_Goal of the exercise_. Read the data that follows. Then repeat it exactly.

_The data_.
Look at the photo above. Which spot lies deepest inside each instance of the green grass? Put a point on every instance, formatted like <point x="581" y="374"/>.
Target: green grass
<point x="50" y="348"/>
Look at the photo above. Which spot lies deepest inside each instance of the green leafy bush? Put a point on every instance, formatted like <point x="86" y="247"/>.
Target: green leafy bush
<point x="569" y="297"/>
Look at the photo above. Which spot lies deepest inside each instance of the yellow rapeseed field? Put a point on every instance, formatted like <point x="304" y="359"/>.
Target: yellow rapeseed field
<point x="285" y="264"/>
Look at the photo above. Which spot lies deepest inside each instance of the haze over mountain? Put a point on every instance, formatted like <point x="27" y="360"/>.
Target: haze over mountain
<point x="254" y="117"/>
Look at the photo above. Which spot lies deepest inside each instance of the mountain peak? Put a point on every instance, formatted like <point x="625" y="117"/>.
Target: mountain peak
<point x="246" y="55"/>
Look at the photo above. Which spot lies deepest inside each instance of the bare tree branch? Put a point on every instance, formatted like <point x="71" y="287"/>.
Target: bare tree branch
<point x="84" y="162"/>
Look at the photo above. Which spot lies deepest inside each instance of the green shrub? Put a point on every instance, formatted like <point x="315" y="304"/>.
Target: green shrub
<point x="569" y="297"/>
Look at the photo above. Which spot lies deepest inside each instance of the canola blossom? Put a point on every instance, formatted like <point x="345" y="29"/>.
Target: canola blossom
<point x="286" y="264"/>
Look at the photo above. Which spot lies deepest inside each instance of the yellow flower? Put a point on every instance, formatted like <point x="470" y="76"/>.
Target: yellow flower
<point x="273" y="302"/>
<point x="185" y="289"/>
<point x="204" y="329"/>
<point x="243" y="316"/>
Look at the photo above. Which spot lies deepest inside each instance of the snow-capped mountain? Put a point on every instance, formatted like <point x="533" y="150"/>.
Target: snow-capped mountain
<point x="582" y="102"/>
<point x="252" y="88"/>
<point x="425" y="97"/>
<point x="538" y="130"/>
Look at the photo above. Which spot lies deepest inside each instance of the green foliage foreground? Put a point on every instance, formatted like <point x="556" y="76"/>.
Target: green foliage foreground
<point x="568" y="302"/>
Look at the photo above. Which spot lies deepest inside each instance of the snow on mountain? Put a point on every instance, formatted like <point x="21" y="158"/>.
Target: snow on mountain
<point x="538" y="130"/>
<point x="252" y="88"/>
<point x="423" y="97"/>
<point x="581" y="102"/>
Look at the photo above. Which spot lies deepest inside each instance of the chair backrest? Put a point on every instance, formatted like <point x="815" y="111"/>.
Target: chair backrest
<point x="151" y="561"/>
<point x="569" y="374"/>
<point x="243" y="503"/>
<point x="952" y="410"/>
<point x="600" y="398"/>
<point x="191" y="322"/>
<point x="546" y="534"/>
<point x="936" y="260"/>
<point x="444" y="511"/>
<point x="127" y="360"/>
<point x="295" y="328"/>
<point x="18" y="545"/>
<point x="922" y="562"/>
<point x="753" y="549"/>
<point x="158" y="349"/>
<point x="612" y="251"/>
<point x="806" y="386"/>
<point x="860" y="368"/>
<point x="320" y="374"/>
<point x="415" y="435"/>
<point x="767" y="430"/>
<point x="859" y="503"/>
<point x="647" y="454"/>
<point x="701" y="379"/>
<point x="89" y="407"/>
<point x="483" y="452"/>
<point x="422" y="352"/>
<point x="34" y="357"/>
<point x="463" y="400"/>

_Answer area_.
Look at the photo above. Which spot lies deepest inside each instance of the green grass? Put a point on every instance, formatted like <point x="581" y="374"/>.
Target: green grass
<point x="50" y="348"/>
Look at the photo above. Which spot lies deepest inside each instance of the green leafy bush? Put a point on every instance, formatted like <point x="86" y="247"/>.
Target: green leafy bush
<point x="569" y="297"/>
Look at the photo above. Which spot lies deepest inside each instance of the yellow rapeseed field? Put a point on every instance, formatted like <point x="304" y="359"/>.
Target: yellow rapeseed field
<point x="285" y="264"/>
Look at the photo above. Which spot lies deepest inside each instance of the haze over mountain? Put a point on every instance, formatted like <point x="27" y="360"/>.
Target: haze over mountain
<point x="254" y="117"/>
Look at the photo above. Which spot lies deepest inside each instance of the mountain peak? Put a point on every instance, formatted like <point x="625" y="117"/>.
Target: mountain peak
<point x="246" y="55"/>
Look at the photo above. Which spot lies deepest inside each instance of the bare tree branch? Put a point on every instance, formatted like <point x="71" y="287"/>.
Target: bare tree branch
<point x="84" y="162"/>
Look at the photo above. Which spot lies deepest inside each instance of the green shrub? Put a point on every instance, formatted like <point x="315" y="304"/>.
Target: green shrub
<point x="569" y="297"/>
Look at the photo above. Which spot lies deepest inside each instance of the canola blossom? Put a point on every instance, formatted like <point x="345" y="29"/>.
Target: canola blossom
<point x="286" y="264"/>
Look at the photo above. Which spot lies deepest inside each instance of the yellow flower? Put a point on every instance, formatted like <point x="470" y="76"/>.
Target: yellow flower
<point x="273" y="302"/>
<point x="185" y="289"/>
<point x="204" y="329"/>
<point x="243" y="316"/>
Look at the photo above. Which spot lies deepest inside each instance of the snow-capped mountain? Put a point on every instance, formatted like <point x="533" y="150"/>.
Target: snow-capped mountain
<point x="582" y="102"/>
<point x="252" y="88"/>
<point x="425" y="97"/>
<point x="538" y="130"/>
Look at the photo above. Which spot lies deepest inside each instance of the green foliage foreground? Put a point on every instance, formatted like <point x="556" y="76"/>.
Target: green foliage foreground
<point x="568" y="302"/>
Look at the photo above. Which spot lies deepest inside each instance of the snow on mountain? Put a point on every instance, formatted like <point x="21" y="158"/>.
Target: snow on mountain
<point x="538" y="130"/>
<point x="252" y="88"/>
<point x="423" y="97"/>
<point x="581" y="102"/>
Look at the photo above. Which spot lies deepest inside each instance of the chair backrest? Put a point on every instance, formatted like <point x="815" y="111"/>.
Target: chair backrest
<point x="151" y="561"/>
<point x="569" y="374"/>
<point x="243" y="503"/>
<point x="952" y="410"/>
<point x="600" y="398"/>
<point x="191" y="322"/>
<point x="546" y="534"/>
<point x="936" y="260"/>
<point x="444" y="511"/>
<point x="127" y="360"/>
<point x="295" y="328"/>
<point x="18" y="545"/>
<point x="922" y="562"/>
<point x="753" y="549"/>
<point x="158" y="349"/>
<point x="612" y="251"/>
<point x="806" y="386"/>
<point x="860" y="368"/>
<point x="320" y="374"/>
<point x="415" y="435"/>
<point x="767" y="430"/>
<point x="859" y="503"/>
<point x="647" y="454"/>
<point x="701" y="379"/>
<point x="89" y="407"/>
<point x="483" y="452"/>
<point x="422" y="352"/>
<point x="34" y="357"/>
<point x="463" y="400"/>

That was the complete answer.